Locate the line containing "Spot every instance of the clear" in the data below. Reproduce it and every following line up to the end, exactly as given.

## [Records for this task]
<<<<
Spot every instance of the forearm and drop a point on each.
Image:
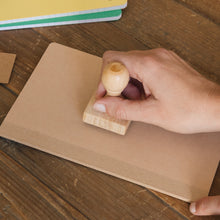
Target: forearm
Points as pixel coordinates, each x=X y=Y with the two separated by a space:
x=214 y=112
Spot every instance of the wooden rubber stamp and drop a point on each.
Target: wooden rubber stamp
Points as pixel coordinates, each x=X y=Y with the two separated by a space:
x=115 y=78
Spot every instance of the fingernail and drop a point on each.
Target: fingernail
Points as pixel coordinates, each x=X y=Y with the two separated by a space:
x=99 y=107
x=192 y=207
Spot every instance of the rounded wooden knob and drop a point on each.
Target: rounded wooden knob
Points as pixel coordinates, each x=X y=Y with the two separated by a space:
x=115 y=78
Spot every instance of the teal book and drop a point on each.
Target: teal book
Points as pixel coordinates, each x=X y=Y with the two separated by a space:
x=64 y=20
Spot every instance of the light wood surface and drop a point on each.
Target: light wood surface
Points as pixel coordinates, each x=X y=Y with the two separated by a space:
x=190 y=28
x=103 y=120
x=115 y=78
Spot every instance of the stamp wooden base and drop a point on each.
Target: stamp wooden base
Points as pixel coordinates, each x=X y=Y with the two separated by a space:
x=102 y=120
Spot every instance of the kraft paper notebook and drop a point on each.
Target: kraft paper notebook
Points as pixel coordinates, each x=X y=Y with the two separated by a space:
x=47 y=115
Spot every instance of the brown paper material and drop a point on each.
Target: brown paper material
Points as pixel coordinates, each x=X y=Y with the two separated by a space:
x=6 y=65
x=48 y=116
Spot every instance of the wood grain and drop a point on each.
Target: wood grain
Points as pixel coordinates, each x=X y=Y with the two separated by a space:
x=35 y=185
x=209 y=9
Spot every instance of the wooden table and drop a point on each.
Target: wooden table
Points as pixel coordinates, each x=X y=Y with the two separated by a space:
x=36 y=185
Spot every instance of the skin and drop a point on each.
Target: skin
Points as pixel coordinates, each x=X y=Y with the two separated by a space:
x=165 y=91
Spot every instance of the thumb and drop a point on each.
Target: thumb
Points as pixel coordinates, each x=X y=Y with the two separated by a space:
x=135 y=110
x=206 y=206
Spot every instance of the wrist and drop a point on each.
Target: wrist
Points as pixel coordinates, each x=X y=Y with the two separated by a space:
x=214 y=110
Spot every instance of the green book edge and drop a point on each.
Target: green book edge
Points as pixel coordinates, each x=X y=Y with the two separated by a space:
x=89 y=16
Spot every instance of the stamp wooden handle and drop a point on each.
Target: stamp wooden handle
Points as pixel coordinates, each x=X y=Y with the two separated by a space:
x=115 y=78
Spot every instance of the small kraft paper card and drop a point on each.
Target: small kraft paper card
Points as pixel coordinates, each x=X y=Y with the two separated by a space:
x=6 y=64
x=47 y=116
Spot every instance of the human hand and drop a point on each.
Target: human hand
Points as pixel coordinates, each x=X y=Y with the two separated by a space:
x=206 y=206
x=169 y=94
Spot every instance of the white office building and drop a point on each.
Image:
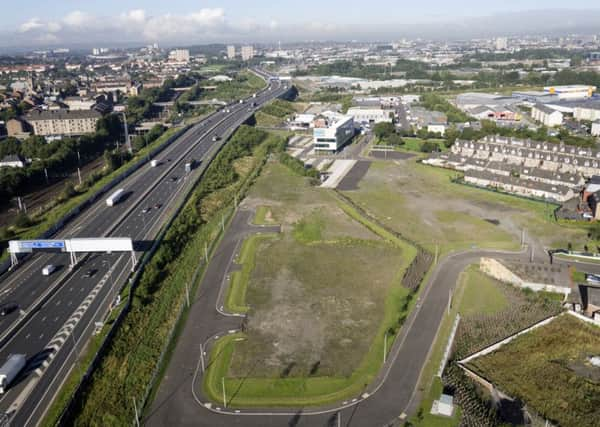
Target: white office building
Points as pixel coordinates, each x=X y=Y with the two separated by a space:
x=371 y=115
x=571 y=92
x=501 y=43
x=230 y=52
x=332 y=133
x=247 y=53
x=179 y=55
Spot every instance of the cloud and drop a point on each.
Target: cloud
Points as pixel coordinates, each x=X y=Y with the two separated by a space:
x=78 y=19
x=207 y=25
x=32 y=24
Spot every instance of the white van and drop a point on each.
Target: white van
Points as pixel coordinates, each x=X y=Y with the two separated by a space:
x=48 y=270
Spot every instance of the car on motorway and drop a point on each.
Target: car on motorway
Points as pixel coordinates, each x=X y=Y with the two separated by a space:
x=48 y=270
x=89 y=273
x=8 y=308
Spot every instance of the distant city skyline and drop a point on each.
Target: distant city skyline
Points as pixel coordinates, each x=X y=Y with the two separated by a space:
x=71 y=23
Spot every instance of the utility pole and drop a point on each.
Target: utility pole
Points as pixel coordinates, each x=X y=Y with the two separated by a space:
x=202 y=357
x=137 y=419
x=385 y=346
x=127 y=141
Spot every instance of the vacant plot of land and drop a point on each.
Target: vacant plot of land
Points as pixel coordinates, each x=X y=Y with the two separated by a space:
x=424 y=205
x=314 y=307
x=320 y=297
x=480 y=294
x=549 y=368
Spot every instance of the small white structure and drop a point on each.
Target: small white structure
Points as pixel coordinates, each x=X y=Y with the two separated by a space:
x=546 y=115
x=443 y=406
x=332 y=132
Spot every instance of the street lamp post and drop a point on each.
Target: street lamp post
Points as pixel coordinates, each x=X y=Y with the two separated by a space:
x=127 y=140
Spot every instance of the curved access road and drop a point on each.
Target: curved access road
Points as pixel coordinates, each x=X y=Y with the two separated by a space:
x=179 y=400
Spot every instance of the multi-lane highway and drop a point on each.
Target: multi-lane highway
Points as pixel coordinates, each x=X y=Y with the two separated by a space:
x=54 y=332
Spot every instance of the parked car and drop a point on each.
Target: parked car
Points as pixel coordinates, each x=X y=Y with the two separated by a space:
x=89 y=273
x=8 y=308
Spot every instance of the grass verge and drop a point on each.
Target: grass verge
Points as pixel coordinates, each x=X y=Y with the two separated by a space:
x=235 y=301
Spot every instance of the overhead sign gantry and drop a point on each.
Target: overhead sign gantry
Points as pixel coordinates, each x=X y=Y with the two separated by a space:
x=72 y=246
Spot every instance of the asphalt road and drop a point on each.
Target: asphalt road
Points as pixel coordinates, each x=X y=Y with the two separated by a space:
x=180 y=401
x=92 y=296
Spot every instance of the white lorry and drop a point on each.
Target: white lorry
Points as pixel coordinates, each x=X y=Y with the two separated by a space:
x=48 y=270
x=114 y=198
x=8 y=372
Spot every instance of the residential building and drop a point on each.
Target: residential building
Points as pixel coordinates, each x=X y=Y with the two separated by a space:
x=179 y=55
x=230 y=52
x=247 y=53
x=332 y=132
x=12 y=161
x=546 y=115
x=18 y=128
x=63 y=122
x=78 y=103
x=501 y=43
x=436 y=128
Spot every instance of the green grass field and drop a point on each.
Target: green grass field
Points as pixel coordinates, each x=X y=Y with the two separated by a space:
x=549 y=369
x=299 y=354
x=423 y=204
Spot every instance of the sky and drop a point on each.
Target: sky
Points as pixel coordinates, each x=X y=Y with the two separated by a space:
x=85 y=22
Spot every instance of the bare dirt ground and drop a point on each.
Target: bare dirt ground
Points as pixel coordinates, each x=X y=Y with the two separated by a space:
x=317 y=292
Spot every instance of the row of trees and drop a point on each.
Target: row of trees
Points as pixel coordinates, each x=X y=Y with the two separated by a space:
x=56 y=159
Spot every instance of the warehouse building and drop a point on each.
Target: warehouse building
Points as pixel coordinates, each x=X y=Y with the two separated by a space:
x=371 y=114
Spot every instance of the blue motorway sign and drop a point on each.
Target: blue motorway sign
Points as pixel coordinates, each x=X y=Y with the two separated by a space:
x=42 y=244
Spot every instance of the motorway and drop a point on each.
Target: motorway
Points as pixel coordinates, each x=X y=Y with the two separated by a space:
x=58 y=329
x=393 y=394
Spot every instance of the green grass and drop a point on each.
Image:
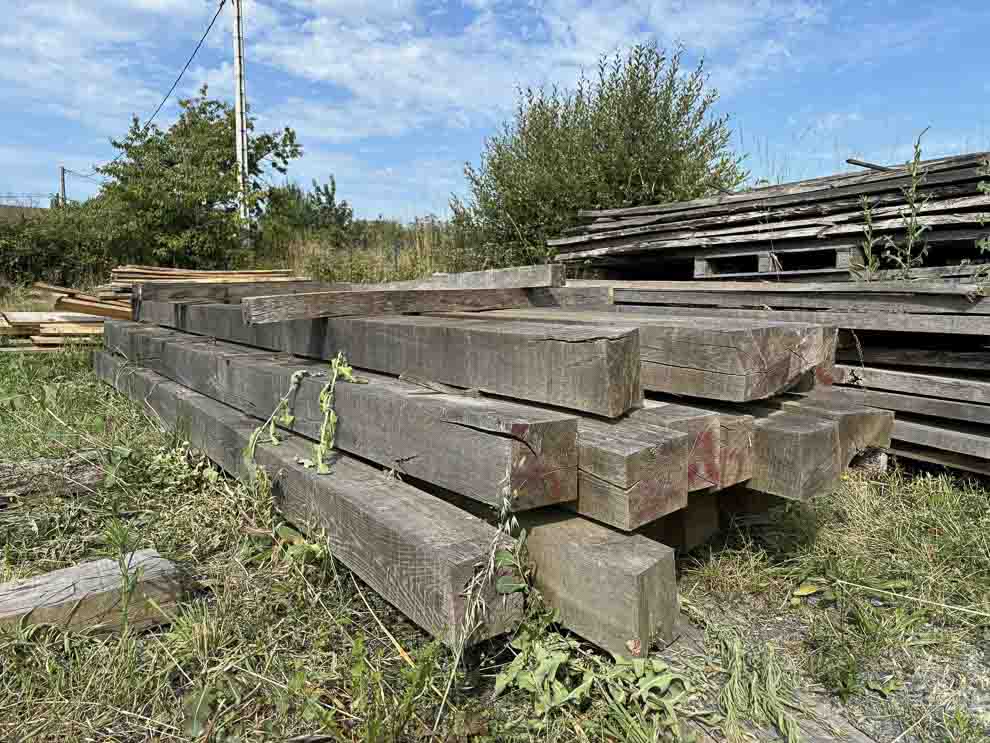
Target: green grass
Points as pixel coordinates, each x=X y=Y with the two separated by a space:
x=280 y=639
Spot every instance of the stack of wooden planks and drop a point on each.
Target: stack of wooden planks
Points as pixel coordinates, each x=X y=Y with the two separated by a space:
x=38 y=332
x=494 y=392
x=919 y=348
x=807 y=228
x=73 y=300
x=123 y=278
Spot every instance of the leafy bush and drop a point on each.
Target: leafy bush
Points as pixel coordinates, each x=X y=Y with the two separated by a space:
x=641 y=132
x=170 y=197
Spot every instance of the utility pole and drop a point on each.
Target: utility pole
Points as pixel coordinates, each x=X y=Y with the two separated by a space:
x=240 y=112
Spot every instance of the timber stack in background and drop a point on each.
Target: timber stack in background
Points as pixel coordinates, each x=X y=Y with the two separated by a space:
x=809 y=229
x=920 y=348
x=495 y=390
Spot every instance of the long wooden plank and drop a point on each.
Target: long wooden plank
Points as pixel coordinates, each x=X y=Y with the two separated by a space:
x=164 y=291
x=754 y=213
x=906 y=323
x=105 y=309
x=631 y=472
x=867 y=301
x=957 y=410
x=757 y=230
x=520 y=277
x=828 y=187
x=70 y=329
x=312 y=305
x=936 y=358
x=595 y=370
x=91 y=595
x=973 y=441
x=979 y=465
x=800 y=287
x=710 y=358
x=618 y=590
x=486 y=449
x=931 y=385
x=622 y=246
x=417 y=551
x=15 y=318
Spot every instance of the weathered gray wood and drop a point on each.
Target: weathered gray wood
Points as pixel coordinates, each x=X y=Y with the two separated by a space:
x=624 y=246
x=774 y=224
x=138 y=590
x=418 y=552
x=934 y=407
x=710 y=358
x=77 y=473
x=979 y=465
x=704 y=443
x=796 y=455
x=519 y=277
x=961 y=438
x=916 y=383
x=936 y=358
x=631 y=472
x=259 y=310
x=867 y=301
x=860 y=427
x=220 y=291
x=595 y=370
x=907 y=323
x=482 y=448
x=689 y=528
x=850 y=207
x=936 y=172
x=920 y=286
x=617 y=590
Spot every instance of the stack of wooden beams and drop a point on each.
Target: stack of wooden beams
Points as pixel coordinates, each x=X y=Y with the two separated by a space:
x=919 y=348
x=38 y=332
x=487 y=391
x=123 y=278
x=812 y=227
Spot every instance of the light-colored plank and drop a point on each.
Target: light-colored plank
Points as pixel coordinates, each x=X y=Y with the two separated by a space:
x=419 y=552
x=104 y=309
x=91 y=595
x=800 y=287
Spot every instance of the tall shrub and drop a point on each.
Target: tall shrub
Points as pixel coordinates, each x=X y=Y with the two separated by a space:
x=641 y=131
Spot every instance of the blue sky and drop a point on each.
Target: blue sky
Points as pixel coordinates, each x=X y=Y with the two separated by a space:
x=393 y=96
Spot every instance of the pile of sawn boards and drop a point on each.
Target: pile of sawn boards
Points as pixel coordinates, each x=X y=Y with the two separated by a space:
x=517 y=392
x=123 y=278
x=920 y=348
x=34 y=332
x=813 y=227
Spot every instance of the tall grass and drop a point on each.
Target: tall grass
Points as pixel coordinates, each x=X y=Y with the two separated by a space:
x=376 y=251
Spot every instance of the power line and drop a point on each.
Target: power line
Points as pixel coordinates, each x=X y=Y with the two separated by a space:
x=170 y=90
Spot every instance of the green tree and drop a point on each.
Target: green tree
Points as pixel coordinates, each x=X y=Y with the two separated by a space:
x=171 y=194
x=642 y=131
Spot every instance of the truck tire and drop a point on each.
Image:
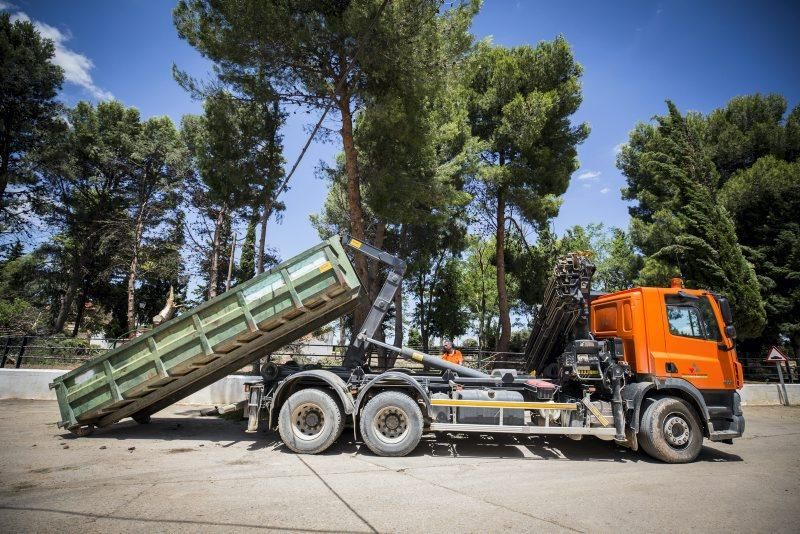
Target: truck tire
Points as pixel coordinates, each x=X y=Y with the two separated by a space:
x=310 y=421
x=391 y=424
x=669 y=431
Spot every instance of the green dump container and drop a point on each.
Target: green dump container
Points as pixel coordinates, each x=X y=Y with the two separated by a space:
x=211 y=341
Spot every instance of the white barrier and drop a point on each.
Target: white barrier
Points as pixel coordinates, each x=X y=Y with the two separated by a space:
x=33 y=384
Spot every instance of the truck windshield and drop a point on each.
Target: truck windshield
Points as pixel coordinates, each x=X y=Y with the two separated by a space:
x=692 y=318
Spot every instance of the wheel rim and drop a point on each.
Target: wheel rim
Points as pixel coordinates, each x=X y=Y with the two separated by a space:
x=391 y=424
x=677 y=431
x=308 y=421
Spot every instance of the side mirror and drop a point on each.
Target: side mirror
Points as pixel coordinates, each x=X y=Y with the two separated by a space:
x=730 y=331
x=725 y=308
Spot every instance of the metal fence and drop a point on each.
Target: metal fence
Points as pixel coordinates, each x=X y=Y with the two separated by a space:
x=19 y=350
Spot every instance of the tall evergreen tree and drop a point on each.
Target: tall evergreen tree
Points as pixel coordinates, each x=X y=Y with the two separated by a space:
x=764 y=201
x=86 y=170
x=29 y=83
x=519 y=104
x=679 y=222
x=323 y=55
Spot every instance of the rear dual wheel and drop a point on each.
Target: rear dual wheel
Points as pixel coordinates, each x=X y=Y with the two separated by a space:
x=391 y=424
x=310 y=421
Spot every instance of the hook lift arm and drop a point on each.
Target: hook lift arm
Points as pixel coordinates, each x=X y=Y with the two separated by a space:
x=355 y=355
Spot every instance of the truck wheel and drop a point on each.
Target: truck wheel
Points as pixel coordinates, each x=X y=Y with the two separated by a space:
x=310 y=421
x=391 y=424
x=669 y=431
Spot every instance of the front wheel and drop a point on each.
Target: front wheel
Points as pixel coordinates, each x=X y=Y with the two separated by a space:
x=310 y=421
x=669 y=431
x=391 y=424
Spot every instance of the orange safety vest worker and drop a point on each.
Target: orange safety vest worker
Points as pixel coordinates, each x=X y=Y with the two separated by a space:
x=455 y=357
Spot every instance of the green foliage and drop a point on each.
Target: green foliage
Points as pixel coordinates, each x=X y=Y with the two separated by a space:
x=448 y=317
x=764 y=201
x=680 y=225
x=247 y=261
x=18 y=316
x=479 y=286
x=519 y=102
x=29 y=82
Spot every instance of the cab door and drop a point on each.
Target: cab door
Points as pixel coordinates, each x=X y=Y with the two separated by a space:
x=692 y=342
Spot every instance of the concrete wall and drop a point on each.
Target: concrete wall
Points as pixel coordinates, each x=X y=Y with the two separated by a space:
x=32 y=384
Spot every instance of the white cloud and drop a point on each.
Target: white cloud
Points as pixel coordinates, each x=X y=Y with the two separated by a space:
x=76 y=66
x=589 y=175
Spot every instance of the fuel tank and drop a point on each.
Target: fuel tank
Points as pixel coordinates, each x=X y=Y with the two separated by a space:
x=489 y=416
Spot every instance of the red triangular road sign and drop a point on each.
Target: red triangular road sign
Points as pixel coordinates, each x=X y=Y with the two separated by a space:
x=775 y=355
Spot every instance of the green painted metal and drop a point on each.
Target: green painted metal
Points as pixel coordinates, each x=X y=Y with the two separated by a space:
x=211 y=341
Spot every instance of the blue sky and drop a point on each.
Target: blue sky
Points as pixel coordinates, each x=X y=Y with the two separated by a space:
x=635 y=55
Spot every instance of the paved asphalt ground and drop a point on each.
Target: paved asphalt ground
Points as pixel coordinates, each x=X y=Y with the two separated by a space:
x=185 y=473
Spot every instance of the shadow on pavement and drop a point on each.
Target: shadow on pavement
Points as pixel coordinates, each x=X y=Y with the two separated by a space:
x=228 y=433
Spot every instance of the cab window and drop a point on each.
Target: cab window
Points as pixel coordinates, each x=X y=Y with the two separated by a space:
x=691 y=318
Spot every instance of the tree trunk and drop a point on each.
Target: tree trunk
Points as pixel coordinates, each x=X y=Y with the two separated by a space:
x=79 y=315
x=230 y=264
x=354 y=198
x=213 y=277
x=4 y=160
x=502 y=295
x=133 y=271
x=68 y=298
x=262 y=239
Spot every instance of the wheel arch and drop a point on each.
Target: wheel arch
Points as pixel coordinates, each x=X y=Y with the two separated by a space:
x=310 y=378
x=635 y=394
x=394 y=379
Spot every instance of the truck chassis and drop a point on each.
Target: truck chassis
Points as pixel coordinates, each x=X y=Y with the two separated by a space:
x=587 y=389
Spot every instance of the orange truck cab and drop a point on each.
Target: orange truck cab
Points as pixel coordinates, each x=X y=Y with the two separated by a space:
x=678 y=343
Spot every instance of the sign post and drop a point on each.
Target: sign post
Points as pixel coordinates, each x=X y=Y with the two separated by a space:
x=778 y=358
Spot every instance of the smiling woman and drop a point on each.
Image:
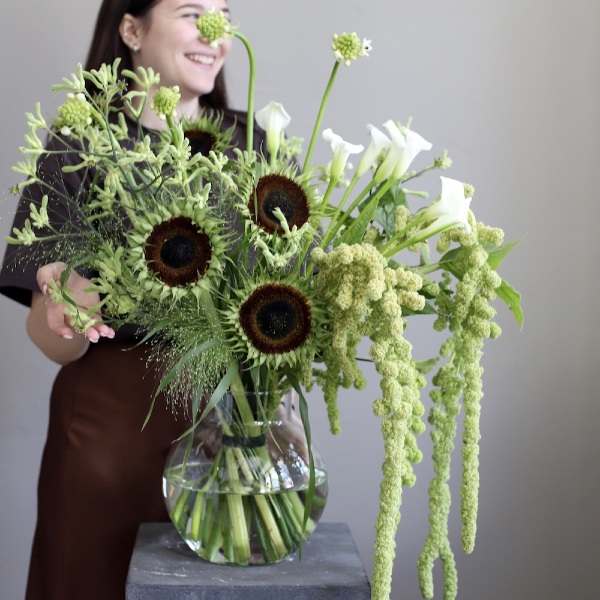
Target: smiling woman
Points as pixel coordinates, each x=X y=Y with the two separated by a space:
x=101 y=475
x=166 y=39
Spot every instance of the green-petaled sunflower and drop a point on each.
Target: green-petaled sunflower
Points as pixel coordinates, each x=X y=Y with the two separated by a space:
x=177 y=249
x=281 y=189
x=275 y=322
x=205 y=133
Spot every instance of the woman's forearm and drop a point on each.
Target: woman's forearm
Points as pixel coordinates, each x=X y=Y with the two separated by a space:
x=55 y=347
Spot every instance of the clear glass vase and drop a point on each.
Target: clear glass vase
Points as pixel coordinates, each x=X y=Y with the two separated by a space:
x=237 y=490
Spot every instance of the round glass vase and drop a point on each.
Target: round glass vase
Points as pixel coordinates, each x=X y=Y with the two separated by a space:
x=237 y=490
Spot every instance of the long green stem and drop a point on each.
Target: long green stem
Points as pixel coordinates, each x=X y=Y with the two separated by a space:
x=317 y=126
x=251 y=83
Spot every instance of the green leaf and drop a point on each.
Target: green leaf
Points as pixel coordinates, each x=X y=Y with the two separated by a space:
x=497 y=255
x=386 y=210
x=512 y=298
x=354 y=234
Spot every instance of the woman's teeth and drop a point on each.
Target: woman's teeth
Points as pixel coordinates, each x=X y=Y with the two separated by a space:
x=199 y=58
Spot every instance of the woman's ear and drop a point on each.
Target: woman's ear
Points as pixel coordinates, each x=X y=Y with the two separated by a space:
x=130 y=32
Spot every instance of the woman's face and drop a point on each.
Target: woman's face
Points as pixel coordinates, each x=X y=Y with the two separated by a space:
x=168 y=42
>>>>
## [Exercise output]
Spot every instance of the clear glass vase and drop a point on each.
Target: clear glass vase
Points as pixel coordinates, each x=X y=Y with the two separated by a space:
x=237 y=490
Spot every instance of the round glass vase and drop a point on each.
Target: round glass vase
Points as pixel coordinates, each x=X y=Y with the two separated by a space:
x=237 y=490
Spot every instance of the long green stem and drop a point on each.
Target: long green stem
Points as pixel coordinates, each x=X y=Y with the two separated by a space:
x=317 y=126
x=251 y=83
Spot every instance of the green leaf and drop a point on each.
Target: green leaf
Points as pixel coordinates, each x=X y=Y with the two separated by a space:
x=497 y=255
x=386 y=210
x=512 y=298
x=354 y=234
Spot every instance of the woman's teeth and drop a point on each.
Target: woman's teeth
Points as pixel coordinates, each x=X y=Y with the two separated by a space:
x=199 y=58
Spot every instance of the woman's ear and drop a point on each.
Target: woman's ear
Points as pixel coordinates, each x=X y=Y with the two separated by a space:
x=130 y=32
Spot every instance of the woman's face and drop a point on each.
Target: woman's face
Points as pixel coordinates, each x=X y=Y with the two separated by a space:
x=168 y=42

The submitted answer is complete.